◆ **Exercise directions**
Produce a verbatim copy of the following records, leaving out all pictures.

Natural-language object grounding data
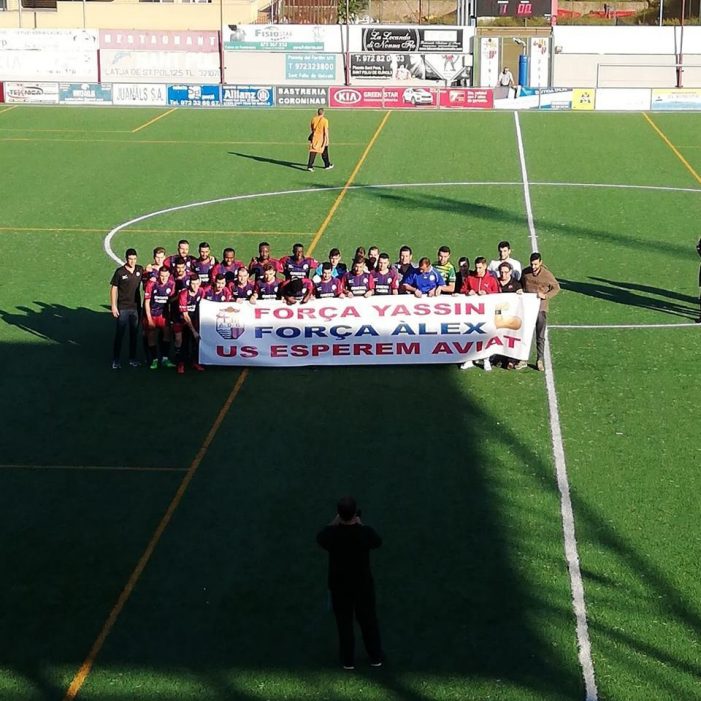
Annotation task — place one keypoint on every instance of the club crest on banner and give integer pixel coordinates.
(228, 325)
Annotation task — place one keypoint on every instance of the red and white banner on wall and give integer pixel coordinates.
(395, 330)
(148, 40)
(411, 96)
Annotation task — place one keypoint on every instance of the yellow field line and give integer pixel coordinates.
(64, 131)
(349, 182)
(675, 150)
(154, 120)
(95, 468)
(102, 230)
(161, 141)
(82, 674)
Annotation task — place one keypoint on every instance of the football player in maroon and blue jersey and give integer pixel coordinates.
(228, 266)
(187, 340)
(202, 266)
(244, 287)
(269, 286)
(359, 282)
(298, 265)
(218, 292)
(152, 269)
(299, 289)
(328, 285)
(385, 278)
(255, 267)
(183, 253)
(156, 302)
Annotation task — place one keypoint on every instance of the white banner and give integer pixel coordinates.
(139, 94)
(539, 63)
(489, 61)
(48, 39)
(391, 330)
(54, 64)
(43, 93)
(117, 65)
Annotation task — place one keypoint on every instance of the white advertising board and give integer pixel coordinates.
(31, 93)
(159, 66)
(634, 99)
(489, 61)
(49, 65)
(48, 39)
(139, 94)
(539, 64)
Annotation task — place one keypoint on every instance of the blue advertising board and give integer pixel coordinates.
(248, 95)
(310, 67)
(194, 95)
(85, 93)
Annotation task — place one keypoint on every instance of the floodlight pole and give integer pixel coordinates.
(680, 55)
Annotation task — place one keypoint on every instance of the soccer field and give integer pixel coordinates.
(159, 530)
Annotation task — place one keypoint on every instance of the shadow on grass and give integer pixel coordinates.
(633, 295)
(417, 199)
(273, 161)
(234, 603)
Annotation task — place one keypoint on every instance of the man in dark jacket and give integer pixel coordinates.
(348, 543)
(537, 278)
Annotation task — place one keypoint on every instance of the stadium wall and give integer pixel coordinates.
(305, 65)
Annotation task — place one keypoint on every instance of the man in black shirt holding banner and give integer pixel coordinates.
(125, 301)
(348, 543)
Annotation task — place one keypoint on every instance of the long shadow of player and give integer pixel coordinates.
(274, 161)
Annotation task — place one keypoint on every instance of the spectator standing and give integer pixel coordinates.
(349, 542)
(125, 301)
(536, 278)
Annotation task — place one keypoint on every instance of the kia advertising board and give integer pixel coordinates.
(248, 95)
(298, 95)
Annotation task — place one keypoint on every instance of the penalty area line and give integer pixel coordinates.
(567, 513)
(567, 327)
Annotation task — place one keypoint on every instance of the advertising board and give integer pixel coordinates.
(85, 93)
(32, 93)
(131, 66)
(49, 65)
(466, 98)
(150, 40)
(48, 40)
(301, 95)
(412, 39)
(633, 99)
(308, 38)
(413, 68)
(310, 67)
(194, 95)
(248, 96)
(676, 99)
(153, 94)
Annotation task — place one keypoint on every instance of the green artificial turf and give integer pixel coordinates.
(454, 469)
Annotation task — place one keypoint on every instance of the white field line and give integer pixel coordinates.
(571, 554)
(107, 244)
(625, 326)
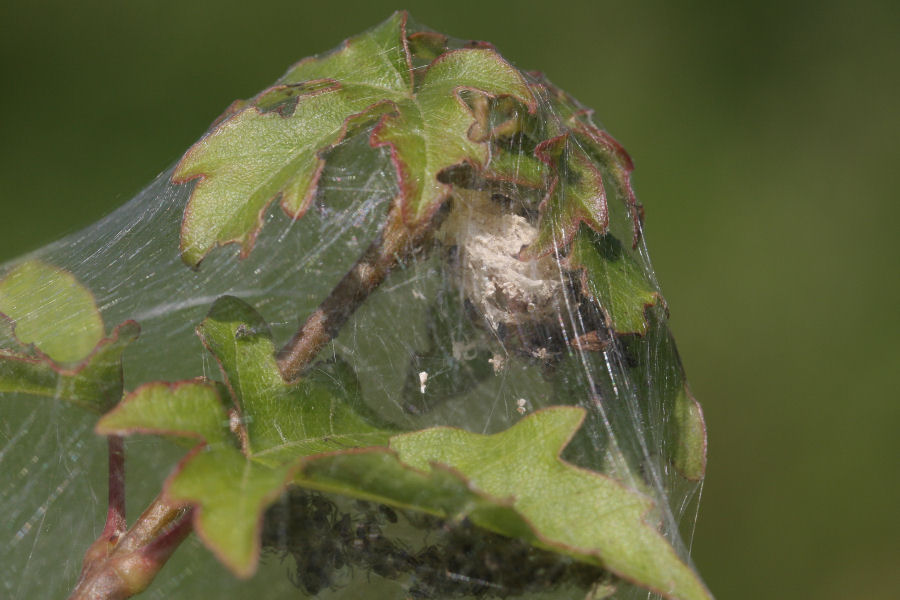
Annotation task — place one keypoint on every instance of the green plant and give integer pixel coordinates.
(499, 181)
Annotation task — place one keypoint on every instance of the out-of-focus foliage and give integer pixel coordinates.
(762, 138)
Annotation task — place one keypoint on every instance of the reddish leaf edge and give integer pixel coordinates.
(247, 571)
(403, 199)
(126, 331)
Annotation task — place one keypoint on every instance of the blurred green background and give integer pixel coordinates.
(765, 139)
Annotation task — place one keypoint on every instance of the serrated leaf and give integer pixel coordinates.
(614, 280)
(51, 310)
(315, 433)
(570, 509)
(576, 196)
(94, 384)
(274, 147)
(659, 373)
(321, 413)
(186, 408)
(232, 479)
(514, 483)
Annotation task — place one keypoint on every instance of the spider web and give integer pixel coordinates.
(429, 348)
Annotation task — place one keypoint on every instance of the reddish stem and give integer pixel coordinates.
(129, 565)
(394, 244)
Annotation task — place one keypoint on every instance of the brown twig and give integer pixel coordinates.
(395, 243)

◆ **Reply to the exercise**
Annotation task — place one keypoint on every instance of the club crest on banner and give integer pixel coordinates.
(228, 325)
Annotation task — place one keypoint on every instance of the red and white banner on wall and give integer pixel coordinates.
(395, 330)
(148, 40)
(411, 96)
Annotation task — place one keypoint on every instance of the yellow field line and give integer pixel coordinates.
(64, 131)
(349, 182)
(675, 150)
(154, 120)
(95, 468)
(102, 230)
(161, 141)
(82, 674)
Annotation task — place one keypoint on every instance of the football player in maroon and blue jersey and give integer pixel coordinates.
(228, 266)
(187, 340)
(202, 266)
(244, 287)
(269, 286)
(359, 282)
(298, 265)
(218, 292)
(152, 269)
(299, 289)
(328, 285)
(385, 278)
(255, 267)
(183, 253)
(156, 302)
Annotation task — place one keypoint on every instance of the white banner and give integer pixel coordinates.
(139, 94)
(539, 63)
(489, 61)
(48, 39)
(391, 330)
(54, 64)
(43, 93)
(117, 65)
Annotation task — place one keypoint on every instance of the white advertising board and give integer pixel coordinates.
(31, 93)
(159, 66)
(634, 99)
(489, 61)
(49, 65)
(48, 39)
(139, 94)
(539, 64)
Annotation task — place one keypoint on every instance of the blue advertising board and give integer pixel coordinates.
(248, 95)
(310, 67)
(194, 95)
(85, 93)
Annotation task — place one keypoint on every instance of the floodlight pole and give integer pixel coordinates.
(680, 55)
Annotation task — place one keypoint on every instance of the soccer field and give integer pixel coordinates.
(159, 530)
Annotation task — place one keypoint on every instance of the shadow on grass and give integer pixel coordinates.
(633, 295)
(417, 199)
(273, 161)
(234, 603)
Annotation task — place one keypoint on every instance of the man in dark jacket and give integer pixel coordinates.
(348, 543)
(537, 278)
Annotation task — place one keypoint on every instance of the stadium wall and give integer pixel coordinates.
(305, 65)
Annotation task — place one keypoint on every instance of the man in black shirt holding banner and give integer pixel coordinates.
(125, 301)
(348, 543)
Annotation task — place one keypoint on every instance of the long shadow of player and give integer pixel coordinates.
(274, 161)
Annotation task — place one keypoint on every instance of the spectator standing and give integer pixel coordinates.
(349, 542)
(125, 301)
(536, 278)
Annotation task — place one keypoint on every instance of the kia advertising board and give integer pixel coordinates.
(248, 95)
(298, 95)
Annotation task — place one keypoint on every instance of the penalty area line and give integer pixel coordinates.
(567, 513)
(567, 327)
Annotation task — place one keypoint on every instance of the advertising board and give integer pixel coordinates.
(85, 93)
(32, 93)
(131, 66)
(49, 65)
(466, 98)
(150, 40)
(48, 40)
(301, 95)
(412, 39)
(633, 99)
(308, 38)
(413, 68)
(310, 67)
(194, 95)
(248, 96)
(676, 99)
(153, 94)
Annotation task — place one keypoint on every instance of the green artificial turf and give integer pixel coordinates.
(454, 469)
Annotation task — place one keypoint on every instance of the white field line and give integer pixel coordinates.
(571, 554)
(107, 244)
(625, 326)
Annotation task — place one keypoint on every instance of the green plant and give integer pixel coordinates.
(499, 181)
Annotation task — place one keypoint on every instance of the out-of-focus foliage and give integer pixel coordinates.
(762, 138)
Annotation task — place one keypoint on every instance of the reddish leaf edge and give integer pixel coordinates.
(247, 571)
(403, 199)
(126, 331)
Annotation task — place one keypoint on every instance of the blurred green background and give integer pixel coordinates.
(765, 139)
Annotation task — place one keypoint on every instance of the serrated leaf and give integer pixel coordinates.
(614, 280)
(51, 310)
(315, 433)
(570, 509)
(576, 196)
(94, 384)
(274, 147)
(659, 373)
(321, 413)
(186, 408)
(232, 479)
(514, 483)
Annotation task — place one keypoint on every instance of the spider web and give integer pixel coordinates.
(429, 348)
Annotation task — place one keypoint on every instance of the reddish stem and give integer pixel coordinates.
(129, 565)
(394, 244)
Annotation task — place one keypoint on every instance of the brown twig and give integer pixel coordinates.
(395, 243)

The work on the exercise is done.